Repeat the material exactly, every line of it.

Record set:
* * * *

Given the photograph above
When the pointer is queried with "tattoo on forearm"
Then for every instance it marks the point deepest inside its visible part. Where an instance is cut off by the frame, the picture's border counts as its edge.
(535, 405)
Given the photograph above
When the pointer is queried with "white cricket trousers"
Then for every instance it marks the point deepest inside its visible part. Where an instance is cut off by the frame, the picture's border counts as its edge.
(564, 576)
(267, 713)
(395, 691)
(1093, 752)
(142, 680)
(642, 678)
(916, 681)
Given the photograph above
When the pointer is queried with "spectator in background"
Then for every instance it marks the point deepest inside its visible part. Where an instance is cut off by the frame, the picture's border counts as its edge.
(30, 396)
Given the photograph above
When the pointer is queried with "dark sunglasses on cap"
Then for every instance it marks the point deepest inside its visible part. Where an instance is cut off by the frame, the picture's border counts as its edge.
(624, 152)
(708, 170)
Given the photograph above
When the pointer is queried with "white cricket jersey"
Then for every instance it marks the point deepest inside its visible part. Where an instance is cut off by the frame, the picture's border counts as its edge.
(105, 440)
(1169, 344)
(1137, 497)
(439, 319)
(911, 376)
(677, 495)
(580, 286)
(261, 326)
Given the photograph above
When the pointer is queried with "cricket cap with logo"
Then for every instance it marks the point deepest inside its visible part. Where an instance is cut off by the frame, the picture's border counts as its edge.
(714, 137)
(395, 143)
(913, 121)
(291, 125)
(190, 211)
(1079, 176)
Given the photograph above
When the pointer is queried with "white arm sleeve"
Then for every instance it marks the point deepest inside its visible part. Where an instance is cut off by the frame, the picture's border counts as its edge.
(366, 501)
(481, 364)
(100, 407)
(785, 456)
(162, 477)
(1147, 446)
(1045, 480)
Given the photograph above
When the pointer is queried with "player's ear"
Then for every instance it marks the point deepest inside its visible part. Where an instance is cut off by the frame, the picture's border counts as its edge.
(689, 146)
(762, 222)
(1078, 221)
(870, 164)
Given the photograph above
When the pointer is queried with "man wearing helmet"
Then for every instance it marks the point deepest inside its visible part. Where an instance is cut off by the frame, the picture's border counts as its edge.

* * * *

Solved exercise:
Given the photograph above
When the pointer is queried with "tattoo on forearm"
Then for every instance it marks the point deepest inside its visible part. Where an instance is cut off by the frame, the picture's border counts as its edge.
(535, 405)
Given the photograph above
When the pointer is queried with "white cricket trousers"
Then for every instance it marks the point deepest inside its visible part. Where an instance is cut off by the frame, the picture's border counts as its edge.
(564, 576)
(267, 713)
(395, 691)
(1093, 752)
(142, 680)
(642, 678)
(916, 681)
Given the photograph above
When the pointer is queried with "spectator in background"
Then for every instance it marks the point deepest inside its visible part. Where an instance is cut off by the frame, the picture's border counts as its edge.
(30, 396)
Given the photograph above
When the pointer is queried with "dark sunglasses on cap"
Then for every instance it marks the point deepest inside its visible part. Where an instance is cut off by the frame, the picture's border counts as its edge.
(624, 152)
(708, 170)
Given the photograph above
When the pointer is queried with "white cricket jersey"
Then for every instance it marks the point deepest inside its visible part. Where an instance is cut off by the frame, the picture's border counts as its edge.
(105, 440)
(1169, 344)
(1137, 497)
(439, 319)
(911, 376)
(677, 495)
(580, 286)
(261, 326)
Given the photograph above
When the pointer is queried with "cricket cap with logo"
Then for every instance it marks the point deepest inside its visible part. Where an instance is cut off by the frame, the picture's border counts as its edge.
(714, 137)
(395, 143)
(913, 121)
(291, 125)
(190, 211)
(1079, 176)
Given the photograph above
When the pointer is queried with "white arm sleeve"
Then for every instance it marks the point deepest inside its visible part. Where an instance is cut off by the frame, the picture's border counts as its edge.
(366, 501)
(481, 364)
(100, 407)
(785, 456)
(162, 477)
(1147, 446)
(1045, 480)
Given the photograph above
When the pointer is queried with "player's ear"
Then for every instance it marks the point deepest inside its visible part. Where an instance is cut off by the frame, the picture's border counts as its edge.
(689, 146)
(762, 222)
(1078, 221)
(870, 164)
Given the photograph above
When the pointer is queried with "man wearing helmet"
Then for every instance it marks the point deepest inside its visible part. Where an instance is cut off by the frame, the picture's border counts as its edge.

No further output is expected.